- [Instruction] Nothing but the lines from the one containing "Target: horse's front leg" through the last line should be written out, please, exactly as they stand.

- [Data shown]
________________

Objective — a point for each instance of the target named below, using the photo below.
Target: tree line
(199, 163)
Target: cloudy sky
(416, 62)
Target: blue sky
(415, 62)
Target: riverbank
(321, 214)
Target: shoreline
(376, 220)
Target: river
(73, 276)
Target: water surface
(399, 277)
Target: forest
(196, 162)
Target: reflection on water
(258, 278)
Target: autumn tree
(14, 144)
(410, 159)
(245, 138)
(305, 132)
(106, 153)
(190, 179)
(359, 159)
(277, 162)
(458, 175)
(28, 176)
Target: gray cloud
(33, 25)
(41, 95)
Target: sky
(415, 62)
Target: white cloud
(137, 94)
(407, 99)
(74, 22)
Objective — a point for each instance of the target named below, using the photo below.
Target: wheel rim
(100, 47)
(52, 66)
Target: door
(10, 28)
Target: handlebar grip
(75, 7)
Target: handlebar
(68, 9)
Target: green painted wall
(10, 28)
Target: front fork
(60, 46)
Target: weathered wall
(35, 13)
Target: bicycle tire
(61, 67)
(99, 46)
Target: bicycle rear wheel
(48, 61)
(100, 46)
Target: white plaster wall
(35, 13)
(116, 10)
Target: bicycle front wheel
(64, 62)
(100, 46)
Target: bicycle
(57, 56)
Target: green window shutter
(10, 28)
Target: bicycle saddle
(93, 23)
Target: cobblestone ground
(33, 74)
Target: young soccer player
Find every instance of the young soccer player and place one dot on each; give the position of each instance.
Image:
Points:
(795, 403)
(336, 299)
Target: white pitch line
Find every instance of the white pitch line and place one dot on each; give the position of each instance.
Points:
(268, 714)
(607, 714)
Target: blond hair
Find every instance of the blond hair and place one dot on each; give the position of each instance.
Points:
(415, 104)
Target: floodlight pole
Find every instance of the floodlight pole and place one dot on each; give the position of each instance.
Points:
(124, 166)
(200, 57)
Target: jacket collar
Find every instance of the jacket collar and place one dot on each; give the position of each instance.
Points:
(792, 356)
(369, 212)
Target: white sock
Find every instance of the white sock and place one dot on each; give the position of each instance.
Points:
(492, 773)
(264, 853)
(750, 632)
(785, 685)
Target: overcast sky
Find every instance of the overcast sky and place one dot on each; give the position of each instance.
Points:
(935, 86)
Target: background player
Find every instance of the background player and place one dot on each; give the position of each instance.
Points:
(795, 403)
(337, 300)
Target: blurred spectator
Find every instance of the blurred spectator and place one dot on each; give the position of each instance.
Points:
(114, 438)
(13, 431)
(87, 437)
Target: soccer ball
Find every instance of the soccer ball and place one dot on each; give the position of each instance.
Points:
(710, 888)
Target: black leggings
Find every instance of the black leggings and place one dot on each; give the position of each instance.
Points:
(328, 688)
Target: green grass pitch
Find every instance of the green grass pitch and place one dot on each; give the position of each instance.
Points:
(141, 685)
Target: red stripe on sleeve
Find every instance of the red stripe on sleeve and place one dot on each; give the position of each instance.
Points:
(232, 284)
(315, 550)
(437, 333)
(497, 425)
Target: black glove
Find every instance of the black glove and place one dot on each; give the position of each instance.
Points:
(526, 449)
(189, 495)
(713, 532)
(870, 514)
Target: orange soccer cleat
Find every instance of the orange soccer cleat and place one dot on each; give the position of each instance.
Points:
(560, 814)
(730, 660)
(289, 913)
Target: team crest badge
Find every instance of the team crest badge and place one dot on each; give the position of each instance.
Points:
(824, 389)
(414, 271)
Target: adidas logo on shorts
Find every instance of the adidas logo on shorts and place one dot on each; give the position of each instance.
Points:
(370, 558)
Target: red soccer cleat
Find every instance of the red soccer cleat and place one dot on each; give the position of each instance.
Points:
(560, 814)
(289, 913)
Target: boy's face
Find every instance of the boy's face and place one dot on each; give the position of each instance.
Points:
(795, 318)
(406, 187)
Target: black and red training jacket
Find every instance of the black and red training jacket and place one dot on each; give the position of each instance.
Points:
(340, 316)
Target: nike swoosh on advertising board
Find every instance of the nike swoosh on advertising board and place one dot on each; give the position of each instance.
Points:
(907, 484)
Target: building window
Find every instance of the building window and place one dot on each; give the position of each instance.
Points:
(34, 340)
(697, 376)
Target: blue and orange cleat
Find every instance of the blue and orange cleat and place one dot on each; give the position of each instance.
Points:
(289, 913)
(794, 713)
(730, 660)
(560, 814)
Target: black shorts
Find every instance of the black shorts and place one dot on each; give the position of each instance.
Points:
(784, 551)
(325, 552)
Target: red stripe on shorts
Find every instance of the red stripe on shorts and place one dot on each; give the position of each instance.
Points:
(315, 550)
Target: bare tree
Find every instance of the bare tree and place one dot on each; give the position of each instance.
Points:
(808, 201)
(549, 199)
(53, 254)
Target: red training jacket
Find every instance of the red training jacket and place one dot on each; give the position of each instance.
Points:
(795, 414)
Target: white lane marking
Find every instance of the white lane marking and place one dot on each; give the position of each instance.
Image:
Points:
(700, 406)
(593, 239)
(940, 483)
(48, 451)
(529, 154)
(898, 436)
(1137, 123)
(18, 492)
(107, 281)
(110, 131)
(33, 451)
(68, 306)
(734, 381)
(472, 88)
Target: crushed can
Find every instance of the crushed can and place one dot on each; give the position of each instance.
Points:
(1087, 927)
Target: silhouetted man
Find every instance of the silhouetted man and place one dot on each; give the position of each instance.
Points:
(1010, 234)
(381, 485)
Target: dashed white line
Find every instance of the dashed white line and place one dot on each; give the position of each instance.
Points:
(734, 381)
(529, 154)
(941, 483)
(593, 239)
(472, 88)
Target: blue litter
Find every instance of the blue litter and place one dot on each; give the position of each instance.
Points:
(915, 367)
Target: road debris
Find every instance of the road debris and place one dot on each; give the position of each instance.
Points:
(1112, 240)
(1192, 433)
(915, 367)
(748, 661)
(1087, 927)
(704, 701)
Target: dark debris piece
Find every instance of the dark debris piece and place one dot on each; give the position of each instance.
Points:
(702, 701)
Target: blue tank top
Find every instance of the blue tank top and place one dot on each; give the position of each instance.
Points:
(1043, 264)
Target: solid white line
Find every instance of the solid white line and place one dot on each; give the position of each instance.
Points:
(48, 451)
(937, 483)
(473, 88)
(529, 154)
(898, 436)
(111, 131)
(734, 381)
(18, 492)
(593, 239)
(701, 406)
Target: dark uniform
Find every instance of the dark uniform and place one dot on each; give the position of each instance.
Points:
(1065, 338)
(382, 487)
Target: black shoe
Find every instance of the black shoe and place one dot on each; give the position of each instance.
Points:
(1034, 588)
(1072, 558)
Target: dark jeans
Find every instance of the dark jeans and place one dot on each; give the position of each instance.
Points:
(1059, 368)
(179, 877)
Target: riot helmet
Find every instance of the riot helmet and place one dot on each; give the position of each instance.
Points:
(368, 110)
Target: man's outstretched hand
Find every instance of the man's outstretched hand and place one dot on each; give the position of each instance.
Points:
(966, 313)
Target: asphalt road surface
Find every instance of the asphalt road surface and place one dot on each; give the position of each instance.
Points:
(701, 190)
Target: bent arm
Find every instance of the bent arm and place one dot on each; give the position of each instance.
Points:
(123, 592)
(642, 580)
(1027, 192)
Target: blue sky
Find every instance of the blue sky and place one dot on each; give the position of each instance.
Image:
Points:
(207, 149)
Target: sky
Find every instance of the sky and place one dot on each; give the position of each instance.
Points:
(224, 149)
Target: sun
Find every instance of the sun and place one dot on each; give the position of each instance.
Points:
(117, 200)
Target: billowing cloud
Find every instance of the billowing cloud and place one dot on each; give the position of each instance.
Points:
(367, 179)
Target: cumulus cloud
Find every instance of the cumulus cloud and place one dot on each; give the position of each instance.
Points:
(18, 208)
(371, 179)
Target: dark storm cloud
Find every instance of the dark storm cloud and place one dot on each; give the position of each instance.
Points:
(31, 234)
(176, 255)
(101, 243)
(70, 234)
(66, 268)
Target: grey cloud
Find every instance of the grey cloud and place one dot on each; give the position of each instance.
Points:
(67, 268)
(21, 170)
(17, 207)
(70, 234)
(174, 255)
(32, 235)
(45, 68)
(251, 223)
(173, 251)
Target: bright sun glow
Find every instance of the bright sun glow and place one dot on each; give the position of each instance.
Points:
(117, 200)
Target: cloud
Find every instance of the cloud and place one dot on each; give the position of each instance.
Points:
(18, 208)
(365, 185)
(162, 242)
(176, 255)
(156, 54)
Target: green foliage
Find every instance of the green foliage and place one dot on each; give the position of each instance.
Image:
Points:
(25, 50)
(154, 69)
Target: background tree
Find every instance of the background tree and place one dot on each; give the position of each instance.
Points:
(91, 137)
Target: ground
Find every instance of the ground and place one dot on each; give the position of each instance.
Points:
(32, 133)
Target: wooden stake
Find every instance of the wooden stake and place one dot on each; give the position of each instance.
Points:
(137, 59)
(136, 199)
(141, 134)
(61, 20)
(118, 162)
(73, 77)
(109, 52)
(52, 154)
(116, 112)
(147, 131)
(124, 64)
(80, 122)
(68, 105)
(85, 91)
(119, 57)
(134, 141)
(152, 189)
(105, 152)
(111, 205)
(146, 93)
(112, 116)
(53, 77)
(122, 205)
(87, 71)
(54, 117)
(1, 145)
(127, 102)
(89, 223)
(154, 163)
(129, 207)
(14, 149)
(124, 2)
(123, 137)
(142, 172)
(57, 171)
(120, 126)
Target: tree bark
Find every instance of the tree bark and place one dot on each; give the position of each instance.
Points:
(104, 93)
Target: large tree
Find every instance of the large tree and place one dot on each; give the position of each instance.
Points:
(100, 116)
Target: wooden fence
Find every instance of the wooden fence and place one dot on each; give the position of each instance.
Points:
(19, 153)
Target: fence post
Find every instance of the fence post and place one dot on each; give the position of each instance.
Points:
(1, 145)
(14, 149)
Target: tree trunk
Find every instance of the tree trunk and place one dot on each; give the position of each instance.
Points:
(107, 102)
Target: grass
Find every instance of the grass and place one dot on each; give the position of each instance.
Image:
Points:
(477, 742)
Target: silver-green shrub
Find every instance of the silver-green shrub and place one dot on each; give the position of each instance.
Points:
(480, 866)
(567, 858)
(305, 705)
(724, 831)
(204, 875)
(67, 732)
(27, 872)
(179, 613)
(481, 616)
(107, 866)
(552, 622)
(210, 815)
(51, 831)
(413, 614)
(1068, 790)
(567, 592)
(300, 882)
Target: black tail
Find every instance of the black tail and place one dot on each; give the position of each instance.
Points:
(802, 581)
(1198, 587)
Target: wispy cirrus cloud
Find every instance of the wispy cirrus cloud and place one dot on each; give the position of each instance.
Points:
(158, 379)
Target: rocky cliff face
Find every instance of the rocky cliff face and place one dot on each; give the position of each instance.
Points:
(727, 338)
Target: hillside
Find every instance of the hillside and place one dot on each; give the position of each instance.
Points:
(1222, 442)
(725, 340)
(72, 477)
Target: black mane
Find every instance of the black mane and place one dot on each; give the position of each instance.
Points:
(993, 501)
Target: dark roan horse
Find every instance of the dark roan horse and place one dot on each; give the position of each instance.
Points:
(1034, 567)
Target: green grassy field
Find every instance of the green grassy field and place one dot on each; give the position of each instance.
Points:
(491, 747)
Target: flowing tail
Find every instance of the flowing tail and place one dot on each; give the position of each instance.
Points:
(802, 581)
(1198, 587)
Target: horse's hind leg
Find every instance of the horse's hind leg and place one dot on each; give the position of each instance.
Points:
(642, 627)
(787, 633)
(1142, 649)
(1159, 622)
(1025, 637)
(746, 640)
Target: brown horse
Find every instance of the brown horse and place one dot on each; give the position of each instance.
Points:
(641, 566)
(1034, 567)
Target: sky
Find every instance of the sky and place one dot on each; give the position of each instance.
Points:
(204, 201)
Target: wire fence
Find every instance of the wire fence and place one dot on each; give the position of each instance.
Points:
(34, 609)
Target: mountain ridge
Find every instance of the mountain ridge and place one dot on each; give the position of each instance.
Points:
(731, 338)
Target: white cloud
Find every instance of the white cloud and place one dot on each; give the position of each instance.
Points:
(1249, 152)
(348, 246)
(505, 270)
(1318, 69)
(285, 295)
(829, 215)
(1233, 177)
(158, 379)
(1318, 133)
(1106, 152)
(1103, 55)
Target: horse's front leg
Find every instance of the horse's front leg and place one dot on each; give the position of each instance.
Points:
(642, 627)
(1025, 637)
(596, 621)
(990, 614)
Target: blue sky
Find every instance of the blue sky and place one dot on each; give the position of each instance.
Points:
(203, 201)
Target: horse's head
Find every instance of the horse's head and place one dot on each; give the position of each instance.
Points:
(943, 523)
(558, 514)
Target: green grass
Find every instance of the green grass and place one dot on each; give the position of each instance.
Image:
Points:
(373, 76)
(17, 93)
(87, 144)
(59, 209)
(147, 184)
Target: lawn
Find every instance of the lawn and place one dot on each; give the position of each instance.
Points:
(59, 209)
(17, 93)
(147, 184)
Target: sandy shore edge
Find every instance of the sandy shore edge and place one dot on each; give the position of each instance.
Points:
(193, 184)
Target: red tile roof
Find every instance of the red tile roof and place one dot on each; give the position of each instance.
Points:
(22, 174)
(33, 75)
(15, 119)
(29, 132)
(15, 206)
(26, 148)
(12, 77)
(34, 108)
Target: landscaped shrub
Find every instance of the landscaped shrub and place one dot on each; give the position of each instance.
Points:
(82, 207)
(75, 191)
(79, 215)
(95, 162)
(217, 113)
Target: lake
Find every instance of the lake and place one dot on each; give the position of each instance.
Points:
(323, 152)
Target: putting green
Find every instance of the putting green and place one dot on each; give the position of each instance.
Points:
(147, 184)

________________

- [Output below]
Target: horse's front leg
Find every instance of the horse's front leg and place one dot on each; give the position of each instance.
Points:
(642, 627)
(1025, 637)
(596, 621)
(990, 614)
Target: blue sky
Find every instance of the blue sky and place one dot on each; give the position of each instance.
Points:
(203, 201)
Target: horse's head
Find every instance of the horse's head and place one dot on each; give the position of each instance.
Points:
(943, 523)
(558, 514)
Target: green grass
Find every instance of the green grass and place one dot on each; give the position of each instance.
Image:
Points:
(373, 76)
(17, 93)
(87, 144)
(59, 209)
(147, 184)
Target: lawn
Find every instance of the lawn and place one dot on each; give the position of each instance.
Points:
(59, 209)
(17, 93)
(147, 184)
Target: sandy shore edge
Find every instance of the sandy shore edge and place one dot on each; give the position of each instance.
Points:
(193, 184)
Target: red tile roof
Find every instance of the red tile roof and place one dot on each; give the position of each instance.
Points:
(22, 174)
(33, 75)
(15, 119)
(29, 132)
(15, 206)
(26, 148)
(12, 77)
(34, 108)
Target: landscaped shrub
Find every instance of the landscaped shrub and place one dot on each; give the position of each instance.
Points:
(82, 207)
(75, 191)
(79, 215)
(95, 162)
(217, 113)
Target: lake
Find every instance of the lake and place one dot on each; give the position of each instance.
Points:
(323, 152)
Target: putting green
Find every instance of the putting green and place one dot on each; give the position of each instance.
Points:
(147, 184)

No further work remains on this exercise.